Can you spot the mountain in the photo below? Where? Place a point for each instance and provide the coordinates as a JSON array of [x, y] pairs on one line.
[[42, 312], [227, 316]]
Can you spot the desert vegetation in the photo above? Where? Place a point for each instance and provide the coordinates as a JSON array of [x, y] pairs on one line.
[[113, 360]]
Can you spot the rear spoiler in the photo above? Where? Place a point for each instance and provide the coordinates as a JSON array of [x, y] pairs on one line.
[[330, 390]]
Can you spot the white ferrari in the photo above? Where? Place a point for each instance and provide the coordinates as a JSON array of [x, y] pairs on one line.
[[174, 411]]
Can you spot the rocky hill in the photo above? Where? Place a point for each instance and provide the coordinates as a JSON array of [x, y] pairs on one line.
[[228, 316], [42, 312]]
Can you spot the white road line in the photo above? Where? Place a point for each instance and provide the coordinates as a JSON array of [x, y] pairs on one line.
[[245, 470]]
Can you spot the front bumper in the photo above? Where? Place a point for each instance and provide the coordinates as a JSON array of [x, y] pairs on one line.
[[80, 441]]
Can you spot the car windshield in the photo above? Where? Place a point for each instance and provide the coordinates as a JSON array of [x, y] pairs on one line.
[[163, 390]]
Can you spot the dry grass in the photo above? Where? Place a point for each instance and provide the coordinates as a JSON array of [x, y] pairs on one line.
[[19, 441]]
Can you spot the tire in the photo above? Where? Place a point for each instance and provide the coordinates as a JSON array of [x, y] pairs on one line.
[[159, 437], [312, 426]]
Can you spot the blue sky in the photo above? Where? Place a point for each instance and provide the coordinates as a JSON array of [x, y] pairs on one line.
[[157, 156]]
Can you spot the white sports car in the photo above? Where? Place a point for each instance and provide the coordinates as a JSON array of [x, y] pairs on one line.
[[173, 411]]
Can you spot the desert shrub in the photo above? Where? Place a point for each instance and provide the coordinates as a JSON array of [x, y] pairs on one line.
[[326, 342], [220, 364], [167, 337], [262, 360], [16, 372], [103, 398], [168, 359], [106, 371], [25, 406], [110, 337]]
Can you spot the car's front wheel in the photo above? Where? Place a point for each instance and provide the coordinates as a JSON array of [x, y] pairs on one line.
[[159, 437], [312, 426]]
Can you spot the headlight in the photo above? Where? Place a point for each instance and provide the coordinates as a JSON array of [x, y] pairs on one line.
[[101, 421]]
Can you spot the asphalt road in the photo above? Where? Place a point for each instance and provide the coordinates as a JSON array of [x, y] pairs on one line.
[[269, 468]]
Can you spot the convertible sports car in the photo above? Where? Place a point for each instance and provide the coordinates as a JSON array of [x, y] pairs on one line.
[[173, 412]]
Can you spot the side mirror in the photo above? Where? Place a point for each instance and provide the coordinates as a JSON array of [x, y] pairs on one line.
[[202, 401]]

· · · · · · ·

== EXERCISE ==
Output the entire listing again, word for word.

== EXERCISE ANSWER ==
Can you spot the mountain in the photo below? Where? Place a point for each instance and provide the coordinates as a JSON array of [x, y] pairs on one line.
[[42, 312], [227, 316]]
Can you spot the desert vegetation in the photo above? Where? Place a point for each instance and provide the coordinates as a JSON array of [x, y] pairs on one line.
[[113, 360]]
Can you spot the rear spoiler in the photo above? Where? Place a point for each instance and provide the coordinates as a JSON array of [x, y] pairs on one line.
[[330, 390]]
Can you spot the white ferrari in the photo above? Where? Place a point for each instance and provide the coordinates as a JSON array of [x, y] pairs on one line.
[[174, 411]]
Can you spot the rocky hill in the photo above? Where? Place a point for each instance and provide the coordinates as a JSON array of [x, y] pairs on one line.
[[228, 316], [42, 312]]
Can you spot the white road line in the photo above? Where? Place a point for each instance and provide the coordinates as a JSON array of [x, y] pairs on one line.
[[245, 470]]
Can you spot the front bumper in the photo above? Where? Place a point for each instance and provide the coordinates as a JSON array of [x, y] pairs on one line.
[[80, 441]]
Can you spot the car windshield in the photo above? Where? Place a point for each instance and provide the coordinates as a JSON array of [x, y] pairs on one line.
[[163, 390]]
Can you spot the dry grass in the photo above? Where? Place a point for each instance and provide the coordinates as a JSON array of [x, y] pairs on one line.
[[19, 441]]
Can you spot the tire in the photo above? Where? Place a point for each instance and provide the coordinates as a JSON array of [x, y] pairs on one line.
[[159, 437], [312, 426]]
Can you spot the blue sky in the photo above? Where? Place a point for each instance and provide the coordinates as a JSON array of [x, y] pairs on one line.
[[157, 156]]
Can you spot the white sports car in the photo above? Where? Place a point for each instance and provide the coordinates as a JSON array of [x, y] pairs on one line.
[[173, 411]]
Can you spot the desert shrub in the photo above? Where? Place a point for each instance and provide the coordinates as a JSON array of [x, y] pairs on one line.
[[326, 342], [220, 364], [167, 337], [262, 360], [16, 372], [103, 398], [168, 359], [106, 371], [25, 406], [110, 337]]
Can you spot the car's front wheel in the photo above? Where? Place a point for each instance and provide the coordinates as a JSON array of [x, y] pairs on one line.
[[159, 437], [312, 426]]
Can you spot the headlight in the photo above? Where? Place a point for each instance and provide the coordinates as a JSON array of [x, y] pairs on one line.
[[101, 421]]
Can you spot the asphalt road in the photo above? Where? Place a point for each instance and provide the coordinates as a JSON array of [x, y] pairs on one line.
[[269, 468]]
Can you spot the convertible sports car in the photo above? Where? Place a point for each instance and provide the coordinates as a JSON array of [x, y] pairs on one line.
[[173, 412]]
Can you spot the side mirror in the photo above? Where? Place a point for each instance and provide the coordinates as a JSON array of [x, y] pairs on one line.
[[202, 401]]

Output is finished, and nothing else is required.